**** Task inputs ****

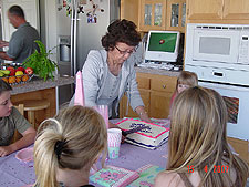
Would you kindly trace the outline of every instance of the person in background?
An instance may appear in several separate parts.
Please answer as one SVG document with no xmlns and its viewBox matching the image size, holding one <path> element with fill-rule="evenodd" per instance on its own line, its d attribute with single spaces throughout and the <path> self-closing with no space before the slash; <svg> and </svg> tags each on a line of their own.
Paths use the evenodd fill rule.
<svg viewBox="0 0 249 187">
<path fill-rule="evenodd" d="M 38 31 L 25 21 L 21 7 L 12 6 L 8 10 L 10 23 L 18 29 L 11 35 L 10 42 L 0 41 L 0 48 L 9 46 L 8 51 L 0 52 L 0 59 L 22 63 L 38 49 L 35 40 L 39 40 Z"/>
<path fill-rule="evenodd" d="M 34 142 L 35 129 L 10 101 L 12 87 L 0 79 L 0 157 L 27 147 Z M 11 144 L 14 131 L 21 133 L 22 138 Z"/>
<path fill-rule="evenodd" d="M 151 122 L 137 90 L 134 63 L 128 61 L 139 41 L 141 35 L 132 21 L 116 20 L 108 25 L 102 38 L 105 50 L 90 51 L 82 70 L 87 106 L 107 105 L 110 117 L 115 116 L 126 92 L 127 102 L 139 118 Z"/>
<path fill-rule="evenodd" d="M 197 86 L 197 85 L 198 85 L 198 77 L 197 77 L 196 73 L 188 72 L 188 71 L 180 72 L 179 76 L 177 77 L 176 90 L 173 93 L 172 98 L 170 98 L 170 104 L 169 104 L 170 113 L 172 113 L 172 107 L 174 105 L 174 101 L 175 101 L 176 96 L 184 90 L 191 87 L 191 86 Z M 169 114 L 169 118 L 170 118 L 170 114 Z"/>
<path fill-rule="evenodd" d="M 242 187 L 249 167 L 227 143 L 227 107 L 212 90 L 189 87 L 175 100 L 166 170 L 155 187 Z"/>
<path fill-rule="evenodd" d="M 45 120 L 34 142 L 35 186 L 84 186 L 101 153 L 107 149 L 104 118 L 93 108 L 71 106 Z"/>
</svg>

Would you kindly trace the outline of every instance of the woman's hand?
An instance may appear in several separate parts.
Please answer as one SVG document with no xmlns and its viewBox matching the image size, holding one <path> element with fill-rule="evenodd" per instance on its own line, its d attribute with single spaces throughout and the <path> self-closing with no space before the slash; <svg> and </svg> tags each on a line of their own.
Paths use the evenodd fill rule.
<svg viewBox="0 0 249 187">
<path fill-rule="evenodd" d="M 0 146 L 0 157 L 11 154 L 13 150 L 10 146 Z"/>
<path fill-rule="evenodd" d="M 137 106 L 135 111 L 136 111 L 136 113 L 139 115 L 139 118 L 141 118 L 142 121 L 152 123 L 151 118 L 148 117 L 147 112 L 145 112 L 144 106 Z"/>
</svg>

****

■ Problem statement ■
From the entries above, output every line exactly and omit any image.

■ Written reply ■
Would you kindly trace the outline of every instance of the person in background?
An instance may appear in several separate parts.
Please answer as one SVG document with no xmlns and its viewBox matching the image size, holding one <path> element with fill-rule="evenodd" per instance on its own line, its d attribute with single spaces throughout and the <path> self-closing with no space before the slash; <svg> and </svg> tags each on a line of their own.
Paths use the evenodd fill rule.
<svg viewBox="0 0 249 187">
<path fill-rule="evenodd" d="M 38 31 L 25 21 L 21 7 L 12 6 L 8 10 L 10 23 L 18 29 L 11 35 L 10 42 L 0 41 L 0 48 L 9 46 L 8 51 L 0 52 L 0 59 L 22 63 L 38 49 L 35 40 L 39 40 Z"/>
<path fill-rule="evenodd" d="M 34 142 L 35 129 L 10 101 L 12 87 L 0 79 L 0 157 L 27 147 Z M 11 144 L 14 131 L 21 133 L 22 138 Z"/>
<path fill-rule="evenodd" d="M 151 122 L 137 90 L 134 63 L 128 61 L 139 41 L 141 35 L 132 21 L 116 20 L 108 25 L 102 38 L 105 50 L 90 51 L 82 70 L 87 106 L 107 105 L 110 117 L 115 116 L 126 92 L 127 102 L 139 118 Z"/>
<path fill-rule="evenodd" d="M 197 86 L 197 85 L 198 85 L 198 77 L 197 77 L 196 73 L 188 72 L 188 71 L 180 72 L 179 76 L 177 77 L 176 90 L 173 93 L 172 98 L 170 98 L 170 104 L 169 104 L 170 113 L 172 113 L 172 107 L 174 105 L 174 101 L 175 101 L 176 96 L 184 90 L 191 87 L 191 86 Z M 169 114 L 169 118 L 170 118 L 170 114 Z"/>
<path fill-rule="evenodd" d="M 242 187 L 249 167 L 227 143 L 227 107 L 212 90 L 189 87 L 175 100 L 166 170 L 155 187 Z"/>
<path fill-rule="evenodd" d="M 45 120 L 34 142 L 35 186 L 84 186 L 101 153 L 107 149 L 104 118 L 93 108 L 71 106 Z"/>
</svg>

Would you kindly trace the outline of every instance of the woman's hand?
An instance may appear in several separate parts.
Please answer as one SVG document with no xmlns and its viewBox matching the image size, holding one <path> element with fill-rule="evenodd" per instance on its own line, its d attribute with single spaces throughout and the <path> self-closing with no space before the slash; <svg> and </svg> tags each on a line of their own.
Paths use the evenodd fill rule.
<svg viewBox="0 0 249 187">
<path fill-rule="evenodd" d="M 0 146 L 0 157 L 11 154 L 13 150 L 10 146 Z"/>
<path fill-rule="evenodd" d="M 137 106 L 135 111 L 136 111 L 136 113 L 139 115 L 139 118 L 141 118 L 142 121 L 152 123 L 151 118 L 148 117 L 147 112 L 145 112 L 144 106 Z"/>
</svg>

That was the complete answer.